═══ PAGE TEXT ═══

Let $\Omega$ denote the *sample space* of the experiment, the set of
possible outcomes of the experiment; the term *outcome space* is also
used. We will refer to the elements of $\Omega$ as *basic outcomes* and
use the symbol $\omega$ to denote a generic basic outcome.

::: example
[]{#onedie1 label="onedie1"} Consider the experiment in which we roll a
die. Then $$\Omega  = \left\{1, 2, 3, 4, 5, 6 \right\}$$ where, for
example, $1$ denotes the outcome that we roll a $1$.
:::

::: example
Consider the experiment in which we choose a number from the interval
$(0, 1)$. Then $\Omega = (0, 1)$.
:::

::: example
[]{#urn3 label="urn3"} Suppose that we have an urn that contains three
balls, two red balls and one black ball. Consider the experiment in
which we successively choose two balls from the urn, that is, the balls
are chosen in such a way that we know which ball was chosen first.

Then the sample space for the experiment can be written
$$\Omega = \left\{ (R, R), \ (R, B), \ (B, R) \right\},$$ where, for
example, $(R, B)$ means that the first ball selected is red and the
second ball selected is black.

Now suppose that the order in which the balls were selected is not
recorded. Then the sample space of the experiment is given by
$$\Omega = \left\{ \{R, R\}, \ \{R, B\} \right\},$$ where, for example,
$\{R, B\}$ means that one red ball is selected and one black ball is
selected.
:::

## Events

Consider an experiment with sample space $\Omega$. A subset $A$ of
$\Omega$ is called an *event*. Let $A$ be an event. Then, for each
$\omega\in\Omega$, either $\omega\in A$ or $\omega\notin A$. That is,
when the experiment is performed, either $A$ occurs (the observed
outcome is in $A$) or it doesn't occur (the observed outcome is not in
$A$).

::: example
[]{#onedie2 label="onedie2"} Consider the experiment in which we roll a
die. Then $$A = \left\{2, 4, 6 \right\}$$ is the event that we roll an
even number.

The event that we roll a number less than or equal to $3$ is given by
$$B = \left\{1, 2, 3 \right\}.$$

The event that we roll a $5$ is given by $$C = \left\{ 5 \right\}.$$

The event that we do not roll an even number, that is, that we roll an
odd number is given by $A^c$, the complement of $A$. Thus,
$$A^c = \left\{1, 3, 5 \right\}.$$
:::

::: example
Consider the experiment in which two balls are drawn successively from
an urn containing two red balls and one black ball; the sample space for
this experiment is given in Example
[\[urn3\]](#urn3){reference-type="ref" reference="urn3"}.

Let $A$ denote the event that exactly one red ball is selected. Then
$$A  = \left\{ (R, B), \ (B, R) \right\}.$$
:::

Because events are defined in terms of sets, sets play a central role in
probability theory. Here are few basic properties. Let $A, B, C$ be
subsets of a sample space $\Omega$; that is, let $A, B, C$ be events.

═══ INFORMATION SHOWN ═══

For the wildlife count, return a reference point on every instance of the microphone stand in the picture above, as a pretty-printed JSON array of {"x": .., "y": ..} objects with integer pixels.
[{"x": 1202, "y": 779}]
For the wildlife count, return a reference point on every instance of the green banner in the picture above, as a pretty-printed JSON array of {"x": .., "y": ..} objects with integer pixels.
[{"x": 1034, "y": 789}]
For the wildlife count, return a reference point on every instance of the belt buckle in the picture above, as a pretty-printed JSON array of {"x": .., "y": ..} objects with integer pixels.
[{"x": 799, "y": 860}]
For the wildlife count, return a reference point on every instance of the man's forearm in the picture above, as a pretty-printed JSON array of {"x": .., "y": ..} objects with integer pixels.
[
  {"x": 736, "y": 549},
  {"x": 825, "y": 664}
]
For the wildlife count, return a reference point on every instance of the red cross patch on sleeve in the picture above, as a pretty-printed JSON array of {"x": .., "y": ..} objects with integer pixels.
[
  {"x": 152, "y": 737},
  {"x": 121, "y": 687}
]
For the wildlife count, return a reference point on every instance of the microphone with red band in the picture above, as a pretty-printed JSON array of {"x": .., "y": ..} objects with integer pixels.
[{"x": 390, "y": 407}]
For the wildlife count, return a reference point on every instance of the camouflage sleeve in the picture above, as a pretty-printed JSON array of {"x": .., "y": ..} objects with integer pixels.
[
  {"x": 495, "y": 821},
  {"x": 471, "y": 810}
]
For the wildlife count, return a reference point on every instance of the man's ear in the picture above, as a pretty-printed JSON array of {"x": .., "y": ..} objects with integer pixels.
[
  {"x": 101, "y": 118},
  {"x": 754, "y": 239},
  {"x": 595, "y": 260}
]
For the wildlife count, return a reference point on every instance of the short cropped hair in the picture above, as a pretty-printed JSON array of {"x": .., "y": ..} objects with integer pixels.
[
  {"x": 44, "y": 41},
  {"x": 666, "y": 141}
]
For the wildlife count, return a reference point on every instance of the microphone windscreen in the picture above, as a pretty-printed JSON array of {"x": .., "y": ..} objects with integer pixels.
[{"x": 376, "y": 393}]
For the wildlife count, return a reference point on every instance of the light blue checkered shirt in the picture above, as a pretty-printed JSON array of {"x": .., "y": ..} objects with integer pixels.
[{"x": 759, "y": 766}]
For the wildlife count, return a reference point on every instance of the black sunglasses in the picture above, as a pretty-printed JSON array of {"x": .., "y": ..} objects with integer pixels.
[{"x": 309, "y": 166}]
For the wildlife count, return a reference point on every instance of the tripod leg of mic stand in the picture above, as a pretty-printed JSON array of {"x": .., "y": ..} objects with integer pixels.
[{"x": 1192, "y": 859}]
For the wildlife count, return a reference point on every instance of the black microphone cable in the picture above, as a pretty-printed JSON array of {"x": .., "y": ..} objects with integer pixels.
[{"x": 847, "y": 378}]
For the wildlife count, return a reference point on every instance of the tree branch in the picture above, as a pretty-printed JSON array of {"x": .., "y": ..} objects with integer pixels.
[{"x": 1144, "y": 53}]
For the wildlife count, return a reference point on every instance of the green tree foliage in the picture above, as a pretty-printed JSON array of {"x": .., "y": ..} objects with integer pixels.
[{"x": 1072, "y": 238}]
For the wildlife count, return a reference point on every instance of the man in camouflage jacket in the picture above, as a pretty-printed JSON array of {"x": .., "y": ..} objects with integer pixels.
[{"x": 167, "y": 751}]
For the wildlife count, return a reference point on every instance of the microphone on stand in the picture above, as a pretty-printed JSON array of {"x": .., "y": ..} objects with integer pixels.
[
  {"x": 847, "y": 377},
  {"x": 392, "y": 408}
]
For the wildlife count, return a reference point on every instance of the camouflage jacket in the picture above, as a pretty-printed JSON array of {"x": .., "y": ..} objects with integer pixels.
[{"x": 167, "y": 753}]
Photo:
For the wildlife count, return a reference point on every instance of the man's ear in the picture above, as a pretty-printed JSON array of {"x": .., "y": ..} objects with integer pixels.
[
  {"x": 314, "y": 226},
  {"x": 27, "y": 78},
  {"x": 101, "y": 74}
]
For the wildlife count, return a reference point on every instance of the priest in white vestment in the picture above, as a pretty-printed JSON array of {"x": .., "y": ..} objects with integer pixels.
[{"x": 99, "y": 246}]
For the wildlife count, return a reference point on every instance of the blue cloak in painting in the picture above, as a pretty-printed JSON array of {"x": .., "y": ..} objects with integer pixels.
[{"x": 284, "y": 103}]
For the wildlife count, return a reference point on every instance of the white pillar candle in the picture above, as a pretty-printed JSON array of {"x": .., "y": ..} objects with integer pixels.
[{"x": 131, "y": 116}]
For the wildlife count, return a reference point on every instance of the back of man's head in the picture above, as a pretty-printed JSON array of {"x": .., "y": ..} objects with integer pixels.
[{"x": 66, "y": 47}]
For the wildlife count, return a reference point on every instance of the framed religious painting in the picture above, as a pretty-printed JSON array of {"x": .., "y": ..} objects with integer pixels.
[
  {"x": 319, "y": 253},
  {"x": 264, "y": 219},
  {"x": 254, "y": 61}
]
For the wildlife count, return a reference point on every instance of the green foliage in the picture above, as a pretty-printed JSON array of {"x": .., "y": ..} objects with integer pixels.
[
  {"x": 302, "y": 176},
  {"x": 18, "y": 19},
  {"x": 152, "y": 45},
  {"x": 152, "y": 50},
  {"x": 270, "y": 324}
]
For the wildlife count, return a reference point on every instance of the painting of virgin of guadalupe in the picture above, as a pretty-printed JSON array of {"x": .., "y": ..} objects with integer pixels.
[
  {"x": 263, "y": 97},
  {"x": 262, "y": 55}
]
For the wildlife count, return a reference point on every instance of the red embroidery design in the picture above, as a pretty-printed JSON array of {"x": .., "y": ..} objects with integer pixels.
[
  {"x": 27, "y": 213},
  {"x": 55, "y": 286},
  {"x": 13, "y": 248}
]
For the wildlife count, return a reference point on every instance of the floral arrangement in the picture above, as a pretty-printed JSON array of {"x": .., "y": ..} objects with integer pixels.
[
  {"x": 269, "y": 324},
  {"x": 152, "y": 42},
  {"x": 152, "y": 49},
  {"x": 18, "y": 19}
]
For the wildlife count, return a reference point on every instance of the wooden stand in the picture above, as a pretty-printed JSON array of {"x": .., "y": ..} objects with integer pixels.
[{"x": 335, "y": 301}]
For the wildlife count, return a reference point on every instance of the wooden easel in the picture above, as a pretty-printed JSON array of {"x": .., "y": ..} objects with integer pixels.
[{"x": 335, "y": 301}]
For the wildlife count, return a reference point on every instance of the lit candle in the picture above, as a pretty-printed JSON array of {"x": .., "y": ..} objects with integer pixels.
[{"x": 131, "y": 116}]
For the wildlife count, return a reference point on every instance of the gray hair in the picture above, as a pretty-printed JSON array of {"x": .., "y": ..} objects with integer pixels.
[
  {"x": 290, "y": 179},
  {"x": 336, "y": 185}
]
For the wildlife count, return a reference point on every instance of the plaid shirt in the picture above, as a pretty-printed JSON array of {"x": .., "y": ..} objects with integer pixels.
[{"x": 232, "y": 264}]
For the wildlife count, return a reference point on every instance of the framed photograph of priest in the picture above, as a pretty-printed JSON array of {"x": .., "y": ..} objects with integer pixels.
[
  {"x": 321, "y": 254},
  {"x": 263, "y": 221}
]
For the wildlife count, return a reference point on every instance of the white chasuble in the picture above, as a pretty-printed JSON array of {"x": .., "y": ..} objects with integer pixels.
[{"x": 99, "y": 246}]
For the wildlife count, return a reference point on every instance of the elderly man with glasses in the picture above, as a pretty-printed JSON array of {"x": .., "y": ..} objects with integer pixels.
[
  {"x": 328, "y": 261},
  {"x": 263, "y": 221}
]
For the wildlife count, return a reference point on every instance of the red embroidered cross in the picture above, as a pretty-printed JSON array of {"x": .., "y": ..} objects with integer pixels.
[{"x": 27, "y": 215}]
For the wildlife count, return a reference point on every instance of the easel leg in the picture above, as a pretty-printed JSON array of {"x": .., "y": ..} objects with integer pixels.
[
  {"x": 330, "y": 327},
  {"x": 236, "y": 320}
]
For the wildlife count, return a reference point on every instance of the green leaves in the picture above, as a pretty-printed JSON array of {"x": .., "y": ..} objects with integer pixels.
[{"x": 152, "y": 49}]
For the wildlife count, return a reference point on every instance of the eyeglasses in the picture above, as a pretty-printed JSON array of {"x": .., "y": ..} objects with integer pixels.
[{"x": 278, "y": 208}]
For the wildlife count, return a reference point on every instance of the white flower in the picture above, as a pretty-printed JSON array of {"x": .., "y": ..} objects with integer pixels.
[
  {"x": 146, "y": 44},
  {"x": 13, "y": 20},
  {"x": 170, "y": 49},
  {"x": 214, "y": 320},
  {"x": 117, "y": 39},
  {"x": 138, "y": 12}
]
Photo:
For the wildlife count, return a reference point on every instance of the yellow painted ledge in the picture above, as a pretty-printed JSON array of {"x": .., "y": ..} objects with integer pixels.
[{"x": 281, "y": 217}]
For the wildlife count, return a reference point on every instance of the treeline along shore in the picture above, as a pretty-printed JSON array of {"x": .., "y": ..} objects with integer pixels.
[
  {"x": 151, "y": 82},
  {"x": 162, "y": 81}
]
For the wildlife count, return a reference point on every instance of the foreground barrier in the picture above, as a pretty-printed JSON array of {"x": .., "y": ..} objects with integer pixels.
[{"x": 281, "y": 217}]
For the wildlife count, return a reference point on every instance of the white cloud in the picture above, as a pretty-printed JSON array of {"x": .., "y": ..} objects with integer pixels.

═══

● **REQUIREMENT 1**
According to the passage on sample spaces and events, what other term is used for the sample space?
● **REQUIREMENT 2**
Reproduce the part of the passage on sample spaces and events that begins at the words "Let $A$ denote" and ends after the words "C$ be events.".

● **FINAL ANSWER 1**
Outcome space

● **FINAL ANSWER 2**
Let $A$ denote the event that exactly one red ball is selected. Then
$$A  = \left\{ (R, B), \ (B, R) \right\}.$$
:::

Because events are defined in terms of sets, sets play a central role in
probability theory. Here are few basic properties. Let $A, B, C$ be
subsets of a sample space $\Omega$; that is, let $A, B, C$ be events.